EXCERPT TO READ —
++++
From Cuneiform to Kindle: A Dartmouth Course in Book History

Professor Jessica Beckman’s students handle rare manuscripts, print their own books, and grapple with what vanishes in the digital age.

On the first day of History of the Book, professor Jessica Beckman puts objects on the table that most people only see behind glass: a cuneiform tablet from ancient Babylon, 3,000 years old and small enough to hold in your palm. A Quran with calligraphy so intricate that students need a magnifying glass to read it. Medieval illuminated manuscripts whose gold leaf still glows.

Then she invites students to pick them up. One student traced a bookworm’s path through vellum. Another ran his hands across parchment made from calf skin. “We talk about how it feels to handle them, and what they might tell us about cultural values,” Beckman says. “We’re all in awe.”

This 15th-century book of hours contains 13 full-page illuminations depicting biblical scenes. The blue velvet binding is housed in an 18th-century box with French royal arms.

This 15th-century book of hours contains 13 full-page illuminations depicting biblical scenes. The blue velvet binding is housed in an 18th-century box with French royal arms. (Photo by Rob Strong ’04)

This hands-on access—rare for undergraduates at any institution—distinguishes Dartmouth’s approach to book history. Through partnerships between the Department of English and Creative Writing, Rauner Special Collections Library, and the Book Arts Workshop, and guided by Beckman’s sweeping historical framework, students don’t just study rare artifacts. They touch them. They make them. And they trace five thousand years of reading history, from clay to parchment to pixels.

“Our collections are here to be used,” says Jay Satterfield, head of Rauner Library Special Collections and Archives. “Their worth lies in their use. Hands-on encounters with rare materials can change the way you think in a matter of seconds.”

A four-foot scroll of the Quran from 1689, written in microscopic Arabic calligraphy so fine it requires a magnifying glass to read, decorated with calligrams—words arranged as flowers, pendants, and other images

A four-foot scroll of the Quran from 1689, written in microscopic Arabic calligraphy so fine it requires a magnifying glass to read, decorated with calligrams—words arranged as flowers, pendants, and other images (Photo by Rob Strong ’04)
++++
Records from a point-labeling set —
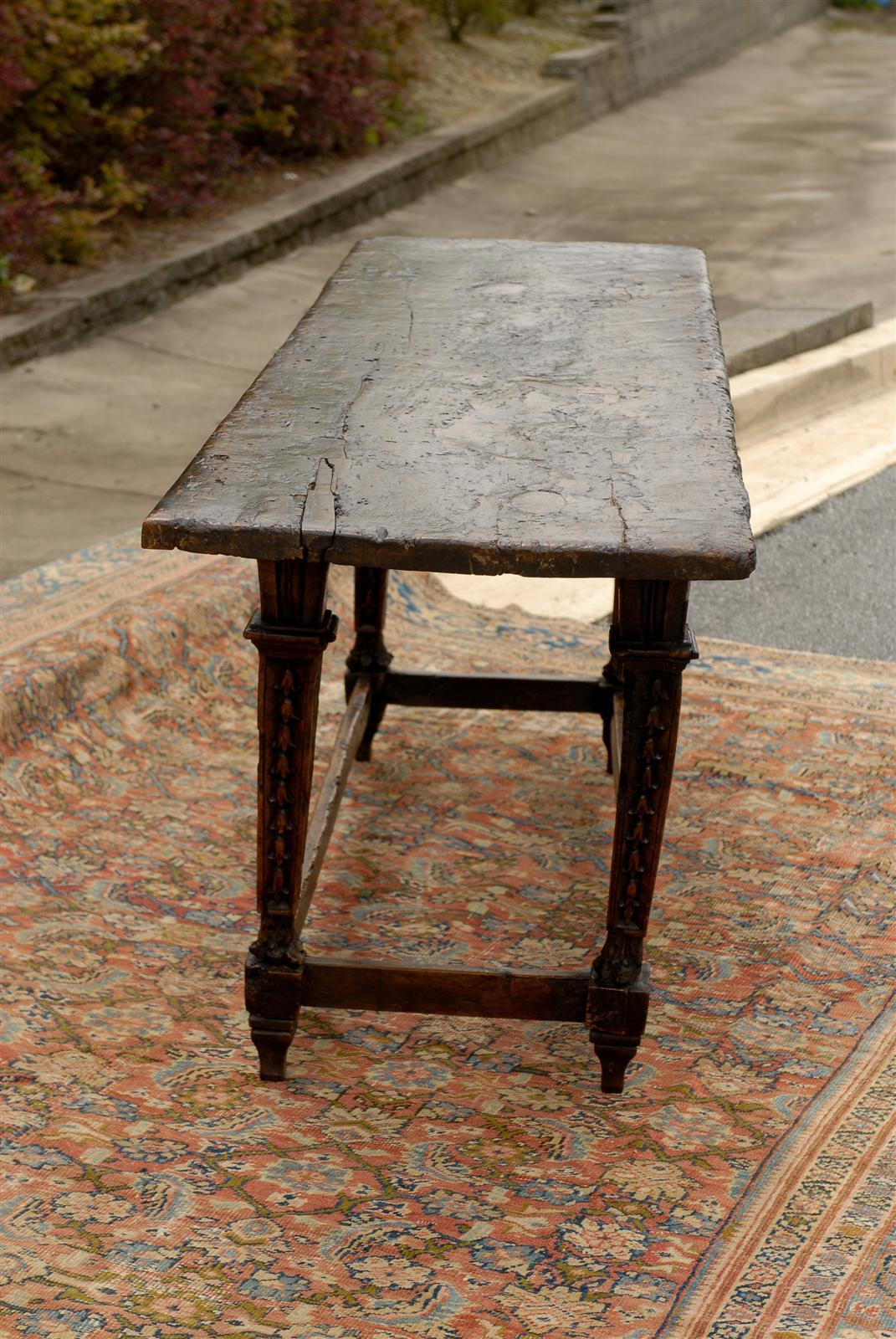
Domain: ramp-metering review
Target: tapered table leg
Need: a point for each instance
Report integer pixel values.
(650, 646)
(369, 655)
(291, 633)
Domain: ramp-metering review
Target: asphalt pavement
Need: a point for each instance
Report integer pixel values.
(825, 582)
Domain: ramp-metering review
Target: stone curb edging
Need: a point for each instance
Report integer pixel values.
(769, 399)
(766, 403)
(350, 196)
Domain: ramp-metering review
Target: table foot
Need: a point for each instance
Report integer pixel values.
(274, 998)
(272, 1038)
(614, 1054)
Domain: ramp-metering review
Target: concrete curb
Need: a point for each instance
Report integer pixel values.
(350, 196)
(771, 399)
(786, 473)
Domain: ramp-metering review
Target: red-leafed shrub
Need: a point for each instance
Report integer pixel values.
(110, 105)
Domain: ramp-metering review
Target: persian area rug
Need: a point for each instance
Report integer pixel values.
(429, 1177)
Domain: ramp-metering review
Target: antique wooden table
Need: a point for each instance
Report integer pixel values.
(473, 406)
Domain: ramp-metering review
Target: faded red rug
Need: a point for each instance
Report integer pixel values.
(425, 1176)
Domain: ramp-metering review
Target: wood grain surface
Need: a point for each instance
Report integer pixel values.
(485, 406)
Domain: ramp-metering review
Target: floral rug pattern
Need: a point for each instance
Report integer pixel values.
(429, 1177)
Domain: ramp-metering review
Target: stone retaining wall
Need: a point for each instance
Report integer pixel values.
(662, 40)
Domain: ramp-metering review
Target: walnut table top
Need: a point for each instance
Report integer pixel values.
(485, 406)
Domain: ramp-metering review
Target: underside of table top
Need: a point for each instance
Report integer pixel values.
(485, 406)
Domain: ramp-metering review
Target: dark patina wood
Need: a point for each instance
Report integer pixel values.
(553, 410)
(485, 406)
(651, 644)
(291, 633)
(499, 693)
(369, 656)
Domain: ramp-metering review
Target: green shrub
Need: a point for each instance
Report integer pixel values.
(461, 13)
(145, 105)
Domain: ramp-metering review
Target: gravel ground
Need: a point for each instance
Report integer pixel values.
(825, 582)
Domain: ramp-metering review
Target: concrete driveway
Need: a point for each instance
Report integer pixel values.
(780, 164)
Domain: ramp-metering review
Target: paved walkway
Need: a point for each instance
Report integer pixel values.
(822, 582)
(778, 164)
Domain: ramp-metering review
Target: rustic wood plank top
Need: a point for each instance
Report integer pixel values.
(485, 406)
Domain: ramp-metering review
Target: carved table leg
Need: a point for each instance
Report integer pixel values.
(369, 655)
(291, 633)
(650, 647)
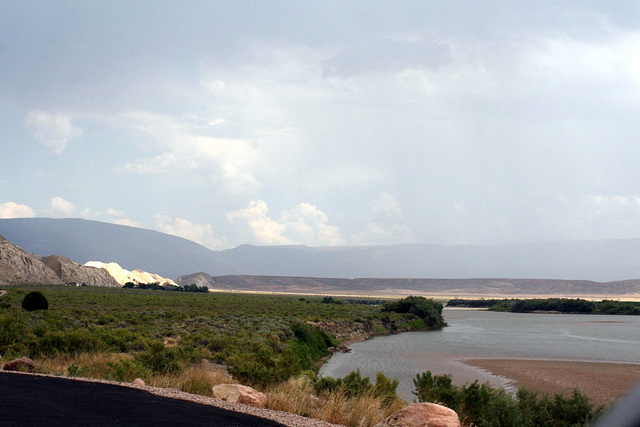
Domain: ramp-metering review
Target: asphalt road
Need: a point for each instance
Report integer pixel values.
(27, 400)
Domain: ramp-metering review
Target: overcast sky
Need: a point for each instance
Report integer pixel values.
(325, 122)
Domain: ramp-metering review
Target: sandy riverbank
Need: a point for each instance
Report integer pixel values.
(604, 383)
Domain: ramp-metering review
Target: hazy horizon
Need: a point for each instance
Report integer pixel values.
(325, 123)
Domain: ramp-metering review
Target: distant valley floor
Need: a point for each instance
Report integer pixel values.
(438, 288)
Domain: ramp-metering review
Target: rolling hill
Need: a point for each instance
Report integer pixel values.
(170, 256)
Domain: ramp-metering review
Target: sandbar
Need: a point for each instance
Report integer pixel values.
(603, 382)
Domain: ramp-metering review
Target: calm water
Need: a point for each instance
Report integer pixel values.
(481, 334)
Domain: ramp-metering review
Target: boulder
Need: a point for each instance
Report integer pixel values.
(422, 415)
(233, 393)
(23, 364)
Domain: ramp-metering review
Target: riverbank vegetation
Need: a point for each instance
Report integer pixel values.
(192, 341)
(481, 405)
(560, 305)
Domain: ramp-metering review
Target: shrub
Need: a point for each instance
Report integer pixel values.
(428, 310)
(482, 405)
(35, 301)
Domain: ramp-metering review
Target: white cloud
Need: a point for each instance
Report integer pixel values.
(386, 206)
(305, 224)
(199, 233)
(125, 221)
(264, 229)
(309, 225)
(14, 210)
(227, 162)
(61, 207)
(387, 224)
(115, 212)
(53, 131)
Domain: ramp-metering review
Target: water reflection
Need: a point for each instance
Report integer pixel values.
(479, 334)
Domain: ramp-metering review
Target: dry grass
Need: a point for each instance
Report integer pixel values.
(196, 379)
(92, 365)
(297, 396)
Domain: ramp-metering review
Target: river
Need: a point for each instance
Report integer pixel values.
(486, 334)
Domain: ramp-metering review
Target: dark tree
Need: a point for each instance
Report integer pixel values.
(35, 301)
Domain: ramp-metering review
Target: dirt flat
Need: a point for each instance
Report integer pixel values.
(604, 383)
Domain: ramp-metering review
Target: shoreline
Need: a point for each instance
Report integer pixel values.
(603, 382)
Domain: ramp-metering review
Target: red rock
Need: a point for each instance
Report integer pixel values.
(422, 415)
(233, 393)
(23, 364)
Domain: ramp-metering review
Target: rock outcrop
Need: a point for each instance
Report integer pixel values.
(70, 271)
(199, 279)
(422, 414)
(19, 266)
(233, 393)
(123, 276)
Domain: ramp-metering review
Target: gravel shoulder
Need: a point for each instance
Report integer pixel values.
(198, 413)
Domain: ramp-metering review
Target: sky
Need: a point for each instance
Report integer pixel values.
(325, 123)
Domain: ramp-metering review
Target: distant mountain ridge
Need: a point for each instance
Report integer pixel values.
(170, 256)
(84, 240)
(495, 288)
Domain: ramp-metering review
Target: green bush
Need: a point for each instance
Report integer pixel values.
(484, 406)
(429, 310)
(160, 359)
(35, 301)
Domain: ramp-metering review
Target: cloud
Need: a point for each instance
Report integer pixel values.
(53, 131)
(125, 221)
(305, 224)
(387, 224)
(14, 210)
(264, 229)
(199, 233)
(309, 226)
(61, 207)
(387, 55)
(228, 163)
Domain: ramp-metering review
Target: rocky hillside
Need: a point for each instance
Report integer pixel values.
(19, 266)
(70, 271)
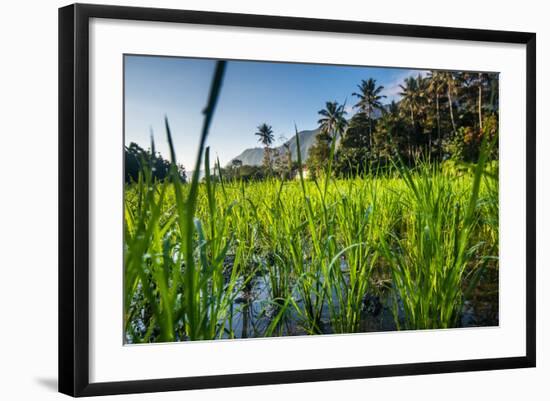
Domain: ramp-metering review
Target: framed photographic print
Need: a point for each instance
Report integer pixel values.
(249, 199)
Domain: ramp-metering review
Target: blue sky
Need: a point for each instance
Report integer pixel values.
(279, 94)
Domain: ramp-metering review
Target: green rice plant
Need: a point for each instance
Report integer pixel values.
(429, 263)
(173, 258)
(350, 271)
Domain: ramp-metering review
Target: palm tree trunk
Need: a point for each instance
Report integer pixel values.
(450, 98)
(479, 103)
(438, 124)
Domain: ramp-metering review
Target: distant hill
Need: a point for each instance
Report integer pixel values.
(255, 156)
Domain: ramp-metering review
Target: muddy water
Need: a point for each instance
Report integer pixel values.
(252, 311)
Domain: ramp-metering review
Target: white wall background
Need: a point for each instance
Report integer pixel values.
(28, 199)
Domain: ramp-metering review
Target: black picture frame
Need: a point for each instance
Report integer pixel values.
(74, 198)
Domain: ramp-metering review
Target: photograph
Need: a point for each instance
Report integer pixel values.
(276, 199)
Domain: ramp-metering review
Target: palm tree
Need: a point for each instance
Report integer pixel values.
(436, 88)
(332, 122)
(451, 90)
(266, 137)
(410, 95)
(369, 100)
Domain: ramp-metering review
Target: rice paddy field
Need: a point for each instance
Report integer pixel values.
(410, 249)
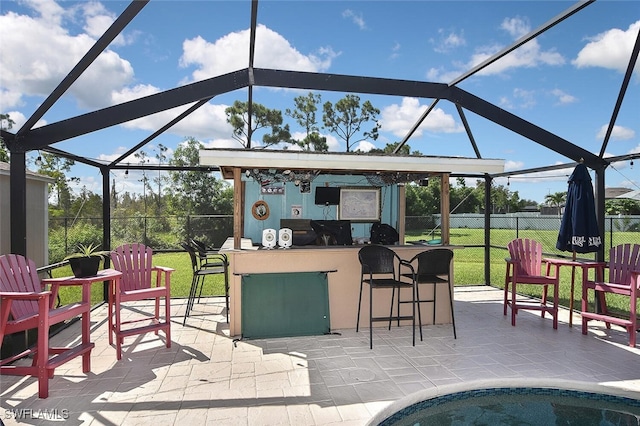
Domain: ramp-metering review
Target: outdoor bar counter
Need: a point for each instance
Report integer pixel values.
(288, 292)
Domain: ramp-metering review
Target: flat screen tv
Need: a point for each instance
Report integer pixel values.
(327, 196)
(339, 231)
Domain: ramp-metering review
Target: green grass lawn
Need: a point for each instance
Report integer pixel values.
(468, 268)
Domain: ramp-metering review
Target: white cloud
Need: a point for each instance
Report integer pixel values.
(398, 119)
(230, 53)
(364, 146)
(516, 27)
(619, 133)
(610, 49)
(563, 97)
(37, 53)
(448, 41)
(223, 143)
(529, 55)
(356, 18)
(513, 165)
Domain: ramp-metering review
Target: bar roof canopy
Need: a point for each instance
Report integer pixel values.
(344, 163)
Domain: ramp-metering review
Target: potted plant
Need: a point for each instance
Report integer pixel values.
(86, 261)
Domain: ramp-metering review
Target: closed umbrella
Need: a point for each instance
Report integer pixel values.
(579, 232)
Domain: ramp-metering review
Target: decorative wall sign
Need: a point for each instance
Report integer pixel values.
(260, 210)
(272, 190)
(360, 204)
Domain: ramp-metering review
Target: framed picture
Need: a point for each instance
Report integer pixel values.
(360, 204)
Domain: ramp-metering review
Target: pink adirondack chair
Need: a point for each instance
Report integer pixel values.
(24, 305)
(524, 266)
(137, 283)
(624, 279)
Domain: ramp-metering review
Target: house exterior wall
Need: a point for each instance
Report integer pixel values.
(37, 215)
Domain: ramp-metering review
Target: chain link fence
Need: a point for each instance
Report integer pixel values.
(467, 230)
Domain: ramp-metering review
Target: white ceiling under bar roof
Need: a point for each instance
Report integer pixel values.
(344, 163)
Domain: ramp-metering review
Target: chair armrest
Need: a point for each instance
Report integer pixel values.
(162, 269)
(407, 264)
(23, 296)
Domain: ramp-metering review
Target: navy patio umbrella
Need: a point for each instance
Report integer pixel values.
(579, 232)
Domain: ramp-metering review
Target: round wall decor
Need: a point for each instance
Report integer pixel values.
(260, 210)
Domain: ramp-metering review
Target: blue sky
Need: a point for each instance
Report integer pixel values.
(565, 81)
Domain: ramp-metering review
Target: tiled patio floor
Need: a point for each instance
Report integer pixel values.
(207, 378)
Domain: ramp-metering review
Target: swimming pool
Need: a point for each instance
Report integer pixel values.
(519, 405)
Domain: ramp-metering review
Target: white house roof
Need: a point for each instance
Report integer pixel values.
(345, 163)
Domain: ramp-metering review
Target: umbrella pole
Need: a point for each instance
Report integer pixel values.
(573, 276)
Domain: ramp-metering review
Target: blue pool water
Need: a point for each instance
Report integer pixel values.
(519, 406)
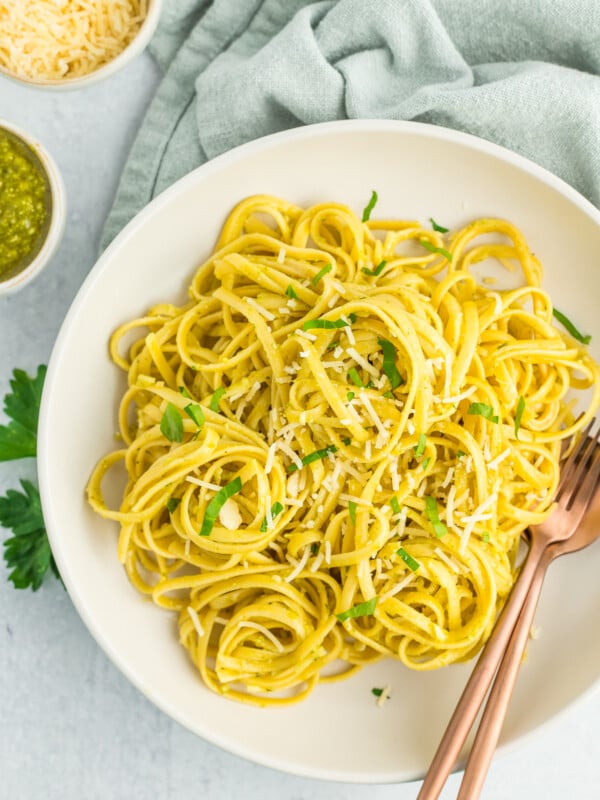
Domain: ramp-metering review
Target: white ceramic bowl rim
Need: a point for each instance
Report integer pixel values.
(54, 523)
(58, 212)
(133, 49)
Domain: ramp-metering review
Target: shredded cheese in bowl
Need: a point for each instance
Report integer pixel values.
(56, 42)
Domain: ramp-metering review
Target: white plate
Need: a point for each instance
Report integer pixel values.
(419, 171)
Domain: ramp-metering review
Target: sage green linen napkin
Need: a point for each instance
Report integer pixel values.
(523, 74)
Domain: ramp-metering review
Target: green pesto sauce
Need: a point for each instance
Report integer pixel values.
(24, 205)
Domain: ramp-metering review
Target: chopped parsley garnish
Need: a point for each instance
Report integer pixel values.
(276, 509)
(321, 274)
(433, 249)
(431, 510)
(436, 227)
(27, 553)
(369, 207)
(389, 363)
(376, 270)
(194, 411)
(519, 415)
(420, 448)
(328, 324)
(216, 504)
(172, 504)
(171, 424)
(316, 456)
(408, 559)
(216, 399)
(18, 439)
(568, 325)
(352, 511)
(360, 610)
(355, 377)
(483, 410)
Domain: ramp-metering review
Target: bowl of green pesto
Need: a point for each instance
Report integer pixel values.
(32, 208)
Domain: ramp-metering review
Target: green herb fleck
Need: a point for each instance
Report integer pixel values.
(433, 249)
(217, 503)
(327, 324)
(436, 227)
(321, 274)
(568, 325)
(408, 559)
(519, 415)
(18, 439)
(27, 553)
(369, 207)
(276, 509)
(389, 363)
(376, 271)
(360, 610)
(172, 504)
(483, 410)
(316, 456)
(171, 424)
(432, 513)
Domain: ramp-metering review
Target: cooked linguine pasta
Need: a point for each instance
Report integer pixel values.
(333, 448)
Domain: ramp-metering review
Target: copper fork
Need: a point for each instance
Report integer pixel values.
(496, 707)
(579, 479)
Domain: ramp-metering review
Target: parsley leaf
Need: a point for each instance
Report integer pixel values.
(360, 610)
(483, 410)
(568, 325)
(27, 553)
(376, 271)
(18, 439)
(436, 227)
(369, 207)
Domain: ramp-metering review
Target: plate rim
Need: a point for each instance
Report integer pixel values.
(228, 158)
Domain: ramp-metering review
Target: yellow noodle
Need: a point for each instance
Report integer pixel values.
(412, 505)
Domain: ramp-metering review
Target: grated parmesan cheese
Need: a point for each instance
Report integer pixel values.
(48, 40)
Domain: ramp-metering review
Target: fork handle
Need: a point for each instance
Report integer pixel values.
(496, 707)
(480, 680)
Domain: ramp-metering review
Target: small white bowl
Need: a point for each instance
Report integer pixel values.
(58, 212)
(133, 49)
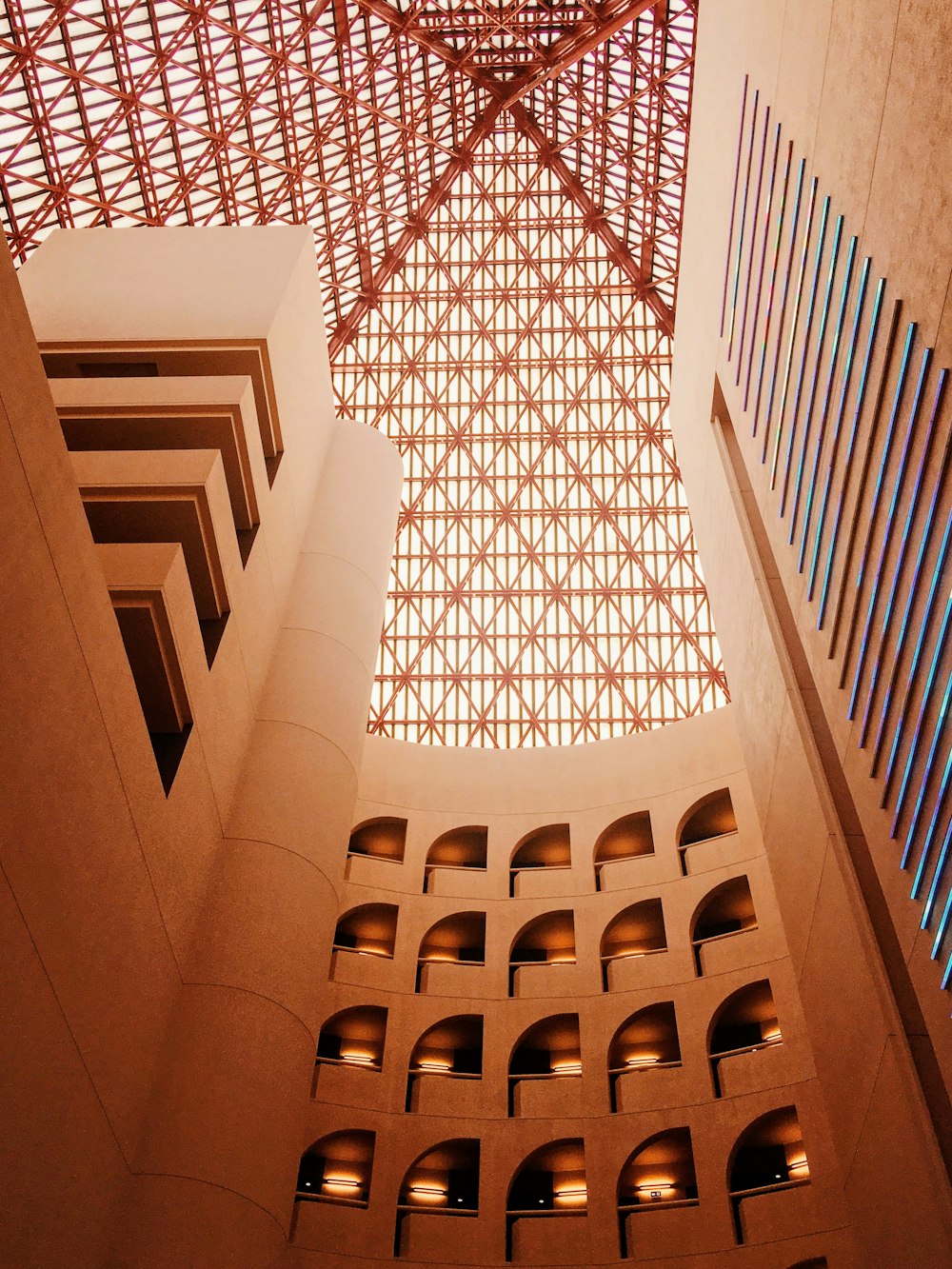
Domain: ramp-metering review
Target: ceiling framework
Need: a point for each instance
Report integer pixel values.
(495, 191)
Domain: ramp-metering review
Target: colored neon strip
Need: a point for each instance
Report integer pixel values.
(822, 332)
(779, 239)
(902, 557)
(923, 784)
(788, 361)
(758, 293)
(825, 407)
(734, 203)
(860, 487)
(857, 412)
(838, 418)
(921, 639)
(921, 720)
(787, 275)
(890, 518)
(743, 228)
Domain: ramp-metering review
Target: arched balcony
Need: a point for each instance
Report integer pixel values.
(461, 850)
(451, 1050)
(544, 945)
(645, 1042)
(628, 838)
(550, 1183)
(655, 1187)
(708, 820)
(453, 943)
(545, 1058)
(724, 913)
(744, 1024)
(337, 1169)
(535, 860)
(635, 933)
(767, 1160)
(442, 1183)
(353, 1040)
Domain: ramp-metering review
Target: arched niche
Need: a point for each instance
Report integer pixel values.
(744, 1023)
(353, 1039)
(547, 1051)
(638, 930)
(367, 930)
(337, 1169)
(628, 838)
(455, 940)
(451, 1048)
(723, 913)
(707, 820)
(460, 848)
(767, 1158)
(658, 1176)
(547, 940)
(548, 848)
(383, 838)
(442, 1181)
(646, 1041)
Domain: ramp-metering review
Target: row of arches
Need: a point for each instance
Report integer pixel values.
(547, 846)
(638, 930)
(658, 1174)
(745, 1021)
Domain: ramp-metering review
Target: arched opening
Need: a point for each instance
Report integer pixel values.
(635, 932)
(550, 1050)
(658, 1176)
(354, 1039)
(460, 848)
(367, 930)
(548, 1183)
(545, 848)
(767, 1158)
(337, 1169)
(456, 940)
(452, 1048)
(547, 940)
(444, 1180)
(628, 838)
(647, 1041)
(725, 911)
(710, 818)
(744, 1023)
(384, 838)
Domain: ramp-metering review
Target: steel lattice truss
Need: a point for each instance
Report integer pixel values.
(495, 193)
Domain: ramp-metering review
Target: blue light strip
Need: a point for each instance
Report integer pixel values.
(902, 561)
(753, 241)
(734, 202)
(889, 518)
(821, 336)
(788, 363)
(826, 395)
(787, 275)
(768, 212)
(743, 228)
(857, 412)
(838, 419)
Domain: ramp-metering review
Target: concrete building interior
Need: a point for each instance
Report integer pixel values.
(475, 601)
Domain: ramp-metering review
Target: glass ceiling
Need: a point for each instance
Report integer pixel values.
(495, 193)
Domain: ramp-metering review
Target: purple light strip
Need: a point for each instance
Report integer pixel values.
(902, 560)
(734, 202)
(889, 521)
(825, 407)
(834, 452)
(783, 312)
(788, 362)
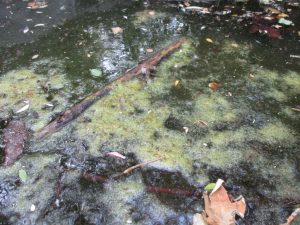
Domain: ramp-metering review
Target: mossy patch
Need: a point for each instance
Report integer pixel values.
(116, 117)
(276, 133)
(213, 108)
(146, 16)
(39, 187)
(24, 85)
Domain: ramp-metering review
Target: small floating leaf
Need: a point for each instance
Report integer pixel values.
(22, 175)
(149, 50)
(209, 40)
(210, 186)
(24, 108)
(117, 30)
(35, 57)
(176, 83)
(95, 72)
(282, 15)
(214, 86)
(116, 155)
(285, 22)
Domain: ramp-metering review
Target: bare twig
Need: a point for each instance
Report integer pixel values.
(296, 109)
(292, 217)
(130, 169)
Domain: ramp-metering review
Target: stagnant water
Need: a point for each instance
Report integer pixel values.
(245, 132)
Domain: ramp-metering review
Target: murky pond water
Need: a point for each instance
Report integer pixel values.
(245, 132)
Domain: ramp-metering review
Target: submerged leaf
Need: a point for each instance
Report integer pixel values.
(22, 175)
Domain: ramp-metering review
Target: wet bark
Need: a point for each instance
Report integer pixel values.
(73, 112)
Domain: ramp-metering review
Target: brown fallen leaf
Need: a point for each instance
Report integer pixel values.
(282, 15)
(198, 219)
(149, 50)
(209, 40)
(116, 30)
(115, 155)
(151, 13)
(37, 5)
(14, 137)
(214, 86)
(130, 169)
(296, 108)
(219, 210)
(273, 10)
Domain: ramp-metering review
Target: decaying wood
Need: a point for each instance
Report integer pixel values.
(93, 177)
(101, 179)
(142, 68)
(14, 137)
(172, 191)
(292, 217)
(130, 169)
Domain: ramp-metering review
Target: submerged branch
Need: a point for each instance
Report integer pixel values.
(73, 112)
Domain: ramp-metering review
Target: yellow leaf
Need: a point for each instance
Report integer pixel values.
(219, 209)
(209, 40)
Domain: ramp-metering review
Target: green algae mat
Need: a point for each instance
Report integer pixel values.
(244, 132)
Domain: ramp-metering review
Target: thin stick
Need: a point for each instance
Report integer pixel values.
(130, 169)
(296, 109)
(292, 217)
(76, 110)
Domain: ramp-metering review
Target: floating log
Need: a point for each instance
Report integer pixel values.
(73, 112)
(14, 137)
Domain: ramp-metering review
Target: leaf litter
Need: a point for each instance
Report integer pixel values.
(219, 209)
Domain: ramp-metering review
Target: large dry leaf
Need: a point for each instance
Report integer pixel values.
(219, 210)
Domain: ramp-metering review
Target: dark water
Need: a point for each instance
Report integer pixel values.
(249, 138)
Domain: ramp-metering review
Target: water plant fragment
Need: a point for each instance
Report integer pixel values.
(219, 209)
++++
TASKS TO COMPLETE —
**A)** Reproduce the book history article from "From Cuneiform to" to "leaf still glows.", substituting "magnifier" for "magnifying glass".
**B)** In the book history article, what reason does Jay Satterfield give for saying that the Rauner collections are there to be used?
Rely solely on the book history article when completing the work.

ANSWER SET —
**A)**
From Cuneiform to Kindle: A Dartmouth Course in Book History

Professor Jessica Beckman’s students handle rare manuscripts, print their own books, and grapple with what vanishes in the digital age.

On the first day of History of the Book, professor Jessica Beckman puts objects on the table that most people only see behind glass: a cuneiform tablet from ancient Babylon, 3,000 years old and small enough to hold in your palm. A Quran with calligraphy so intricate that students need a magnifier to read it. Medieval illuminated manuscripts whose gold leaf still glows.

**B)** Satterfield says that the collections' worth lies in their use. Hands-on encounters with rare materials can change the way a person thinks in a matter of seconds.